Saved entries
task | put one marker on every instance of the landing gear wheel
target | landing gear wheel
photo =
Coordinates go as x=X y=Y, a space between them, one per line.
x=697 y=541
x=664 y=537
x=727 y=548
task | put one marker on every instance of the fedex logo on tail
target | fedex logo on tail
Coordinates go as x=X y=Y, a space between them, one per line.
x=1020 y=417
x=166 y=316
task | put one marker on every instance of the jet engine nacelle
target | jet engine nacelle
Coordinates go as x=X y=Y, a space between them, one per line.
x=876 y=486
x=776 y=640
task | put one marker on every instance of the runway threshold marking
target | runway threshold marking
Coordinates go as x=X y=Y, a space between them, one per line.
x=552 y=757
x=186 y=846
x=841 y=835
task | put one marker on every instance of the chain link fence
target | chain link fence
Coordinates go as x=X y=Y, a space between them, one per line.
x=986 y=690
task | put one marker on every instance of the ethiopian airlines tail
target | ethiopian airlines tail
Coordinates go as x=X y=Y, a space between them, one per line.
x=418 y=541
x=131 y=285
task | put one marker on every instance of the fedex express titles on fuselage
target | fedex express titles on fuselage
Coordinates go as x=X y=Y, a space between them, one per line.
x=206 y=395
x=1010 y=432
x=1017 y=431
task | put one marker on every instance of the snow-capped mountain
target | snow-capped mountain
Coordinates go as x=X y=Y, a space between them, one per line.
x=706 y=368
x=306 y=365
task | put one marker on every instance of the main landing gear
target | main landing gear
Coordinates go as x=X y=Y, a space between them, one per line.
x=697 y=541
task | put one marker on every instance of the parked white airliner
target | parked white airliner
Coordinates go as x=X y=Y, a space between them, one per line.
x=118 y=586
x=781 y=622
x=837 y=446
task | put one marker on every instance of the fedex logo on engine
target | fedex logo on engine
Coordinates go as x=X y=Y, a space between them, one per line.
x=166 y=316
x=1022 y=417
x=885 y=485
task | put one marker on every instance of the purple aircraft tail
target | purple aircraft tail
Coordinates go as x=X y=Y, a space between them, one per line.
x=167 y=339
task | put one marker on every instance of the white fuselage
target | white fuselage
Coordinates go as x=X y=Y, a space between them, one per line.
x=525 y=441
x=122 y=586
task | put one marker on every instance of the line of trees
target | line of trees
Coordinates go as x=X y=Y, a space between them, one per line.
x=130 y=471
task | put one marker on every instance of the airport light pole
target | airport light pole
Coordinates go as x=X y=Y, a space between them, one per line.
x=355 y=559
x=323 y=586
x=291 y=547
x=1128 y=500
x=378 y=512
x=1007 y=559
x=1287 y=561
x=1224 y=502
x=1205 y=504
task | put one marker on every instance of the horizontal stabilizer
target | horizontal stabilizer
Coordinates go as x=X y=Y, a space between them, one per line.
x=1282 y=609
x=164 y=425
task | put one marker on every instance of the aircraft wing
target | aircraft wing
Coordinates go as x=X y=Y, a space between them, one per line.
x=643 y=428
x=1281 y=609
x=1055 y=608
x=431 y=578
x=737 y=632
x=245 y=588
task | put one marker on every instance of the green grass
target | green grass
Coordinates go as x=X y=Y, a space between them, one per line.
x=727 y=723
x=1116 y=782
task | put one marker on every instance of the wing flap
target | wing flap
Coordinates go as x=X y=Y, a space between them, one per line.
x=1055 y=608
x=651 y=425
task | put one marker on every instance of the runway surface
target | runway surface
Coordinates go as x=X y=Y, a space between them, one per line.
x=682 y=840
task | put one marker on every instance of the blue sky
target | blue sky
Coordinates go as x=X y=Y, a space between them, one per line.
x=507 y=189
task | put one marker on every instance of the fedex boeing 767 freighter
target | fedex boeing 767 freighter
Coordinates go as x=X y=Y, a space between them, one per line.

How to complete this task: Return, from the data, each line that has the word "express" in it.

Task output:
task | put one marker on every instance of the fedex express titles on fuselage
target | fedex express titles on fuselage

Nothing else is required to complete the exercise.